§ Data supplied

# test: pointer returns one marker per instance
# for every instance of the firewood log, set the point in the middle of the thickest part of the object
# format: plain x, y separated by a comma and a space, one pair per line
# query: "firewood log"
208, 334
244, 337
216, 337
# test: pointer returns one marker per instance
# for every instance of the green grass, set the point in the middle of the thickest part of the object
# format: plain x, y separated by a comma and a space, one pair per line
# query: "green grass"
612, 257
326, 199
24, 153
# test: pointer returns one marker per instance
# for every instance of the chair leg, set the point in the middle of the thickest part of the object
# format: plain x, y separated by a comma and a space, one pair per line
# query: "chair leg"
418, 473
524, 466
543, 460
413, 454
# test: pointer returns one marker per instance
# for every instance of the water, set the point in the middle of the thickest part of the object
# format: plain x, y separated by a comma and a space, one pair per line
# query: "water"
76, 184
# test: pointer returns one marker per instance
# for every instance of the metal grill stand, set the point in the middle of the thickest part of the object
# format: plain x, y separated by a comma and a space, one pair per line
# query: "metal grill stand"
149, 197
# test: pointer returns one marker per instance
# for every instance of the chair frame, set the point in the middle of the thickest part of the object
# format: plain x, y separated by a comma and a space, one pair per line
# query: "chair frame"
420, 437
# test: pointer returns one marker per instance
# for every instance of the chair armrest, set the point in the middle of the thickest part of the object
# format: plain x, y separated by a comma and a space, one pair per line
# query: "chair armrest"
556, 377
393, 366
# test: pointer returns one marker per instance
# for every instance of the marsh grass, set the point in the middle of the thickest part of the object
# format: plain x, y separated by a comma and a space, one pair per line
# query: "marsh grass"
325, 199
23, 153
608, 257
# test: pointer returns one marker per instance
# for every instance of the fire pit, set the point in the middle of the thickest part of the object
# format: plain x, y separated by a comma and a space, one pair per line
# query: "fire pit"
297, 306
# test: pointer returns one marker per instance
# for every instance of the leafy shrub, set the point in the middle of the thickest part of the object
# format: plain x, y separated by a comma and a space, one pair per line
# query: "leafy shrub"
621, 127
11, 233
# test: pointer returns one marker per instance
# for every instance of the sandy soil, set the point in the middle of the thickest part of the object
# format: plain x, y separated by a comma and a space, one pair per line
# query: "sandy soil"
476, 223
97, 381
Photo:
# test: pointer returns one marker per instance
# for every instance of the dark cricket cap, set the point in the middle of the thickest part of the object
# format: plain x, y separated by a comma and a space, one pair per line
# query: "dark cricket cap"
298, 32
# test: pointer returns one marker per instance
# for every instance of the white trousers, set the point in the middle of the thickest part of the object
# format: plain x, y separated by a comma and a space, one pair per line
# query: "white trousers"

§ Task directions
Pull every line containing the word "trousers" out of the entries above.

§ Answer space
# for every instance of the white trousers, set the point in the middle of the thickest part of the object
# query: "white trousers"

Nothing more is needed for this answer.